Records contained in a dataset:
▬▬▬

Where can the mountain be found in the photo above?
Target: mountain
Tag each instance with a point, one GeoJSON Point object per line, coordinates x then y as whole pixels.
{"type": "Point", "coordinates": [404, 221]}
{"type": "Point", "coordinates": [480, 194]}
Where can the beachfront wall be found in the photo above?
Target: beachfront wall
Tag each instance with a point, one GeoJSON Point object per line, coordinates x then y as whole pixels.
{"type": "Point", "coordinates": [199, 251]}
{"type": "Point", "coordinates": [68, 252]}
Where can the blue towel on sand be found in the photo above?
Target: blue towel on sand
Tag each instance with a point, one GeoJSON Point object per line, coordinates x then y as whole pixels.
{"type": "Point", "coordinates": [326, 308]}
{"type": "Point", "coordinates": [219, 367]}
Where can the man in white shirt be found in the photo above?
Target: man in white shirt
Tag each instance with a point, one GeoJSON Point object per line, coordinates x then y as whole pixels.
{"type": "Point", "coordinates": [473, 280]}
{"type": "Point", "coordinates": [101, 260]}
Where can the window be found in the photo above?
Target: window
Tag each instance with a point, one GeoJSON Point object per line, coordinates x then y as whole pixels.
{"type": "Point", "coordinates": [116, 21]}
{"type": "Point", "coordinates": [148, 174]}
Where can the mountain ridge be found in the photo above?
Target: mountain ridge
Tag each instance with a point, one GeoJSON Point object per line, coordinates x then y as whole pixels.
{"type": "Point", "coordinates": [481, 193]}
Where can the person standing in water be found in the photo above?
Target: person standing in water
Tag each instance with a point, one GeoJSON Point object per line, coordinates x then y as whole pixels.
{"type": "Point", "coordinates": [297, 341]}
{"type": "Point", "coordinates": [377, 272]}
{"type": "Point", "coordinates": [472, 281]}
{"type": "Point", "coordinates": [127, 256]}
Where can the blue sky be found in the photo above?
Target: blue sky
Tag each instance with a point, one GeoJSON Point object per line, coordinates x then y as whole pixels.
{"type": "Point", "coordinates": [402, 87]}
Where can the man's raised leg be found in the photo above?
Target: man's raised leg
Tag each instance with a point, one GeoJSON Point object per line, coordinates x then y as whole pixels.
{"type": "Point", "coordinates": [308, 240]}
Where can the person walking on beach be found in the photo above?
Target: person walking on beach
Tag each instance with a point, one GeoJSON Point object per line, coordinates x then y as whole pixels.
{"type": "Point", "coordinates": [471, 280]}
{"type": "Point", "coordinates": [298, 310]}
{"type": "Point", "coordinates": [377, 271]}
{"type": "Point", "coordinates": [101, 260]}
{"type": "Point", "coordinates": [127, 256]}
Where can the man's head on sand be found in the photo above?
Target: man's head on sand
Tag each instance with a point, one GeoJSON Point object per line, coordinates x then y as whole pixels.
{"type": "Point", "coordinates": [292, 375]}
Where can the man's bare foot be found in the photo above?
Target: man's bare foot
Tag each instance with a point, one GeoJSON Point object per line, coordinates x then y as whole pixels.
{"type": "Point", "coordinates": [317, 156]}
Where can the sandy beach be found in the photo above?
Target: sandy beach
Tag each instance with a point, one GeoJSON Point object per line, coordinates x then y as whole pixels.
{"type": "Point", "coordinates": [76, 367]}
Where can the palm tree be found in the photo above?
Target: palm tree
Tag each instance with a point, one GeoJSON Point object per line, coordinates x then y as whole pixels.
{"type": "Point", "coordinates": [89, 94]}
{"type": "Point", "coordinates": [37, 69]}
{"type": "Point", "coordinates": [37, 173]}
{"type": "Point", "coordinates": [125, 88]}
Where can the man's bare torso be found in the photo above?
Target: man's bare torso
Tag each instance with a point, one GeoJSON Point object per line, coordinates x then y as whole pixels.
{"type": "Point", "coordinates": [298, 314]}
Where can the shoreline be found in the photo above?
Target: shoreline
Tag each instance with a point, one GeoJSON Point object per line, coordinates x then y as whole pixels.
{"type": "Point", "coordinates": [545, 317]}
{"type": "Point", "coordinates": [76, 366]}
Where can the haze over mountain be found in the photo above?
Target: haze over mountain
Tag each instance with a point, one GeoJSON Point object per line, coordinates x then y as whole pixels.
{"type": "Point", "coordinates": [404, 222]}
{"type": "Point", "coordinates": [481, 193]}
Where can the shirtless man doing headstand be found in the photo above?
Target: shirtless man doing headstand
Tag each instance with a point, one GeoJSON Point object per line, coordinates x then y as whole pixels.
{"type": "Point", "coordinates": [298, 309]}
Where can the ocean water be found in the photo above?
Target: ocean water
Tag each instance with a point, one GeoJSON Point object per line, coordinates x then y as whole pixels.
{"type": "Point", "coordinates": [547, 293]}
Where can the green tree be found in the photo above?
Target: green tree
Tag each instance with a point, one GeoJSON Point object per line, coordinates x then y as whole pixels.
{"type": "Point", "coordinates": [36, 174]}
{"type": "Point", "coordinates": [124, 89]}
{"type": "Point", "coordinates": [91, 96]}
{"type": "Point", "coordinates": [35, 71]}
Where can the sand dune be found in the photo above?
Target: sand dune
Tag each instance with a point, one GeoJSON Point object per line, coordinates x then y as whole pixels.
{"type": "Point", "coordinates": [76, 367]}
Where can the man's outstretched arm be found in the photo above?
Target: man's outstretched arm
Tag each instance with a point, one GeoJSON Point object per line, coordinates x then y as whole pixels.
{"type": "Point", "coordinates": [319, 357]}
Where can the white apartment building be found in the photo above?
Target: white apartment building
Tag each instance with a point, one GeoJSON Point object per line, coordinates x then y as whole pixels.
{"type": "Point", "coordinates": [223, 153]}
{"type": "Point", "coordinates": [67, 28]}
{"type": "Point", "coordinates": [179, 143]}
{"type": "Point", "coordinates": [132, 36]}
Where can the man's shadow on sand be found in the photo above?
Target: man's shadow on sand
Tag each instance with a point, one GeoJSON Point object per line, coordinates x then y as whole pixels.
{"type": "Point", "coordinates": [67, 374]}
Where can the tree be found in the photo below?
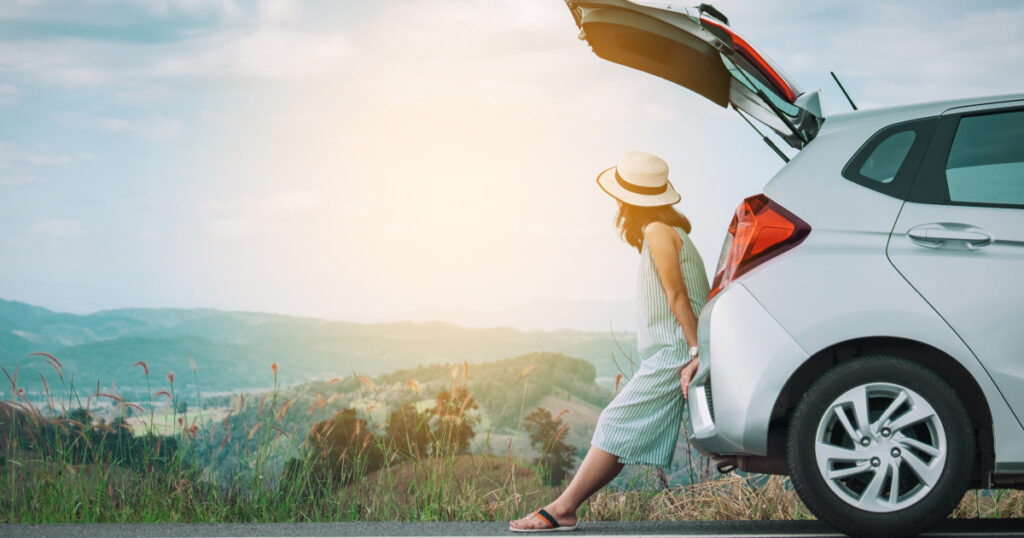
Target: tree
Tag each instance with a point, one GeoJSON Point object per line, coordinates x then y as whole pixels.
{"type": "Point", "coordinates": [409, 431]}
{"type": "Point", "coordinates": [453, 424]}
{"type": "Point", "coordinates": [343, 447]}
{"type": "Point", "coordinates": [555, 457]}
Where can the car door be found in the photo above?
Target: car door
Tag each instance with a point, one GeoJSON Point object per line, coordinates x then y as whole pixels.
{"type": "Point", "coordinates": [695, 48]}
{"type": "Point", "coordinates": [960, 238]}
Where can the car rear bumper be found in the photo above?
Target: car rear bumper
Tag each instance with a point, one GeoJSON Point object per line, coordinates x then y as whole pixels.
{"type": "Point", "coordinates": [745, 359]}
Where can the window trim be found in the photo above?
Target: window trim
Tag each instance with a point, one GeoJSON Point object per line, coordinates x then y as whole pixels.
{"type": "Point", "coordinates": [931, 184]}
{"type": "Point", "coordinates": [901, 184]}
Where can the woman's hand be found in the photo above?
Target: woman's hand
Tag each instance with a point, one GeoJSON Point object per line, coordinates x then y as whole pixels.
{"type": "Point", "coordinates": [686, 374]}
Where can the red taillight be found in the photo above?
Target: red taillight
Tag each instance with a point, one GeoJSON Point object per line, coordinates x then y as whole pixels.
{"type": "Point", "coordinates": [760, 231]}
{"type": "Point", "coordinates": [740, 45]}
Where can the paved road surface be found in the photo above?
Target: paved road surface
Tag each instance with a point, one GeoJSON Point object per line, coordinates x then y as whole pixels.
{"type": "Point", "coordinates": [951, 528]}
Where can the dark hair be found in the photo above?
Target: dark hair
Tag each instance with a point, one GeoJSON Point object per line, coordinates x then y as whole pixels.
{"type": "Point", "coordinates": [632, 218]}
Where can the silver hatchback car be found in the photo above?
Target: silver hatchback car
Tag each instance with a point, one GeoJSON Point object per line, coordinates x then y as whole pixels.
{"type": "Point", "coordinates": [865, 327]}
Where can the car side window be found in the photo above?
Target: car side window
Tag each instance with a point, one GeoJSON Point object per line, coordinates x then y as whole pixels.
{"type": "Point", "coordinates": [986, 160]}
{"type": "Point", "coordinates": [883, 163]}
{"type": "Point", "coordinates": [889, 160]}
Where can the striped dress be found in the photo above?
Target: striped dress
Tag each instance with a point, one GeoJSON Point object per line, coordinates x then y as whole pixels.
{"type": "Point", "coordinates": [641, 424]}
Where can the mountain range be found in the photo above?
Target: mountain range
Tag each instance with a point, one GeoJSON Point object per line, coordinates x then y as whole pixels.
{"type": "Point", "coordinates": [233, 350]}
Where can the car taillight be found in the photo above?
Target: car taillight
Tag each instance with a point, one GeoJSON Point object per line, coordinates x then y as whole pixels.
{"type": "Point", "coordinates": [760, 231]}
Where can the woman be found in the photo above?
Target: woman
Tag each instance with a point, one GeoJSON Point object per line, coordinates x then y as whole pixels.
{"type": "Point", "coordinates": [641, 424]}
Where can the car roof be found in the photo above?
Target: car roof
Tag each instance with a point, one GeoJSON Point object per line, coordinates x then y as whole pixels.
{"type": "Point", "coordinates": [900, 113]}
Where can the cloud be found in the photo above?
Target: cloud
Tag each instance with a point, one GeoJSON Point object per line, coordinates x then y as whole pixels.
{"type": "Point", "coordinates": [144, 42]}
{"type": "Point", "coordinates": [19, 165]}
{"type": "Point", "coordinates": [57, 230]}
{"type": "Point", "coordinates": [8, 94]}
{"type": "Point", "coordinates": [150, 128]}
{"type": "Point", "coordinates": [249, 215]}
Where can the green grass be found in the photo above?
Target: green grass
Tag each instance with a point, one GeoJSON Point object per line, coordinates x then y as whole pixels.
{"type": "Point", "coordinates": [59, 467]}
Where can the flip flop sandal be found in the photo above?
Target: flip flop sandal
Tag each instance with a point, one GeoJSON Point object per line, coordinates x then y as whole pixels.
{"type": "Point", "coordinates": [554, 526]}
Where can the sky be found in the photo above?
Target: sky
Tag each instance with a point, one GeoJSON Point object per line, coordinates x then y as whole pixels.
{"type": "Point", "coordinates": [398, 160]}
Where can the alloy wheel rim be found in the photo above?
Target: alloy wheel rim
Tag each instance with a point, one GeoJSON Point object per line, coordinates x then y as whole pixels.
{"type": "Point", "coordinates": [881, 447]}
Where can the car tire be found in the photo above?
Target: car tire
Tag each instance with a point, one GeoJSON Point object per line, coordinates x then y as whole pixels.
{"type": "Point", "coordinates": [849, 483]}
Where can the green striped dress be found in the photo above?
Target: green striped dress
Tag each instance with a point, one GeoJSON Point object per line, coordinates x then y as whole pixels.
{"type": "Point", "coordinates": [641, 424]}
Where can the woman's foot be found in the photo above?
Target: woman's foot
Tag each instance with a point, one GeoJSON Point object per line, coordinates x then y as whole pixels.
{"type": "Point", "coordinates": [565, 518]}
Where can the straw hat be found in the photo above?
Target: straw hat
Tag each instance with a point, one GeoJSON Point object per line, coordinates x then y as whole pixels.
{"type": "Point", "coordinates": [639, 179]}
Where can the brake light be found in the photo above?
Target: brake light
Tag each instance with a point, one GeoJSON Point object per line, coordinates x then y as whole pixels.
{"type": "Point", "coordinates": [760, 231]}
{"type": "Point", "coordinates": [748, 51]}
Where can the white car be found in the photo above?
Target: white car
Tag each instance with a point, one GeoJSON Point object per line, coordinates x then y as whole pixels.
{"type": "Point", "coordinates": [865, 328]}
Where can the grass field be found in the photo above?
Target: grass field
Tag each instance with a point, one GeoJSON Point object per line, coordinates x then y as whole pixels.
{"type": "Point", "coordinates": [54, 468]}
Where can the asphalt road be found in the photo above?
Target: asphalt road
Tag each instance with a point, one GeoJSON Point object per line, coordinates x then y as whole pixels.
{"type": "Point", "coordinates": [950, 528]}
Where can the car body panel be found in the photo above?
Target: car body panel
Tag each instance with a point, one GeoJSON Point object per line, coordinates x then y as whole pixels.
{"type": "Point", "coordinates": [741, 425]}
{"type": "Point", "coordinates": [837, 286]}
{"type": "Point", "coordinates": [966, 258]}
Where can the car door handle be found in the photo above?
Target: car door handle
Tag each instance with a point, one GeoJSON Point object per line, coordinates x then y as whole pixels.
{"type": "Point", "coordinates": [937, 235]}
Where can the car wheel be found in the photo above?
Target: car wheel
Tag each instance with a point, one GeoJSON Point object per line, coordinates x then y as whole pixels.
{"type": "Point", "coordinates": [881, 446]}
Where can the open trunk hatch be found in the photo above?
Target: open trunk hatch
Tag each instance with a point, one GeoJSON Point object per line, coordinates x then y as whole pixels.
{"type": "Point", "coordinates": [695, 48]}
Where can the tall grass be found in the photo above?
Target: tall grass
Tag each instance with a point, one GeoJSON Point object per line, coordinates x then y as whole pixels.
{"type": "Point", "coordinates": [58, 462]}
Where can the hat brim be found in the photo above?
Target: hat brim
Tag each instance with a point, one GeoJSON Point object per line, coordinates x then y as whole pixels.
{"type": "Point", "coordinates": [607, 182]}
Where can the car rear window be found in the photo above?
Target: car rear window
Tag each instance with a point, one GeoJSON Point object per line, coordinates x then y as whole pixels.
{"type": "Point", "coordinates": [883, 163]}
{"type": "Point", "coordinates": [888, 161]}
{"type": "Point", "coordinates": [986, 160]}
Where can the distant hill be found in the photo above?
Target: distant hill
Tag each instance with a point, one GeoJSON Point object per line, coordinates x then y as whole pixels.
{"type": "Point", "coordinates": [233, 349]}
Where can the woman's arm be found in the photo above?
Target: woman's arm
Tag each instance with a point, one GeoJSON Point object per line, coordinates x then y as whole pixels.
{"type": "Point", "coordinates": [665, 244]}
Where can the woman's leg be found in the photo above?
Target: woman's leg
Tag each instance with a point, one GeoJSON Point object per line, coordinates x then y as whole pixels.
{"type": "Point", "coordinates": [597, 469]}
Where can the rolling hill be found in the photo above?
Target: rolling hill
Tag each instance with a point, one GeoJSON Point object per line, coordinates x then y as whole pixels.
{"type": "Point", "coordinates": [233, 350]}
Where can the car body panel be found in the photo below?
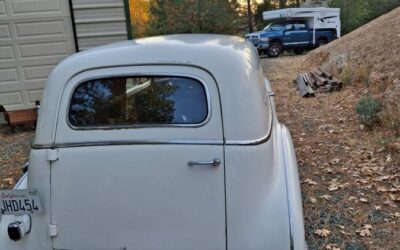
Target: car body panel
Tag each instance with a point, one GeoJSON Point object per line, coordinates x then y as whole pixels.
{"type": "Point", "coordinates": [132, 187]}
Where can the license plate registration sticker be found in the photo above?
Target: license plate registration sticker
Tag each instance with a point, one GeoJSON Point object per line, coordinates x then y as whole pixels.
{"type": "Point", "coordinates": [20, 201]}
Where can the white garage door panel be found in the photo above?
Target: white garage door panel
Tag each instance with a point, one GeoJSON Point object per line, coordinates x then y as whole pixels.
{"type": "Point", "coordinates": [37, 72]}
{"type": "Point", "coordinates": [8, 75]}
{"type": "Point", "coordinates": [36, 7]}
{"type": "Point", "coordinates": [35, 35]}
{"type": "Point", "coordinates": [43, 49]}
{"type": "Point", "coordinates": [99, 22]}
{"type": "Point", "coordinates": [5, 31]}
{"type": "Point", "coordinates": [35, 95]}
{"type": "Point", "coordinates": [40, 28]}
{"type": "Point", "coordinates": [6, 53]}
{"type": "Point", "coordinates": [11, 98]}
{"type": "Point", "coordinates": [2, 8]}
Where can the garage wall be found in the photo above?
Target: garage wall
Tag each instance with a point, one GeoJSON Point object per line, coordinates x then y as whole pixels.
{"type": "Point", "coordinates": [99, 22]}
{"type": "Point", "coordinates": [34, 36]}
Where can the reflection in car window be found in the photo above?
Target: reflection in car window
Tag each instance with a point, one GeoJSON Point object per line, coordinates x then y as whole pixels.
{"type": "Point", "coordinates": [301, 26]}
{"type": "Point", "coordinates": [138, 100]}
{"type": "Point", "coordinates": [289, 27]}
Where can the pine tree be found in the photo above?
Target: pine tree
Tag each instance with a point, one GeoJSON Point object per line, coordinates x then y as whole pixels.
{"type": "Point", "coordinates": [192, 16]}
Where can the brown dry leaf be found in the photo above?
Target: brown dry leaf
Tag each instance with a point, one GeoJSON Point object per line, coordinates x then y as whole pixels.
{"type": "Point", "coordinates": [352, 198]}
{"type": "Point", "coordinates": [394, 197]}
{"type": "Point", "coordinates": [331, 247]}
{"type": "Point", "coordinates": [322, 232]}
{"type": "Point", "coordinates": [365, 231]}
{"type": "Point", "coordinates": [310, 182]}
{"type": "Point", "coordinates": [326, 197]}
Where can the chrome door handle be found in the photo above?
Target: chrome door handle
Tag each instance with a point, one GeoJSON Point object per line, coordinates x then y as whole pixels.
{"type": "Point", "coordinates": [215, 163]}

▬▬▬

• _About this task_
The required answer is the run of lines above, starting at the line with "Target: pine tree" and ending at the line with "Target: brown dry leaf", reproduced exactly with both ends.

• _Exercise output_
Target: pine tree
Tag each instance with a point, one GeoJSON Point object per line, coordinates x then y as whole pixels.
{"type": "Point", "coordinates": [192, 16]}
Where can the brown dry leaf be found in the photo above?
Target: brown dry leaf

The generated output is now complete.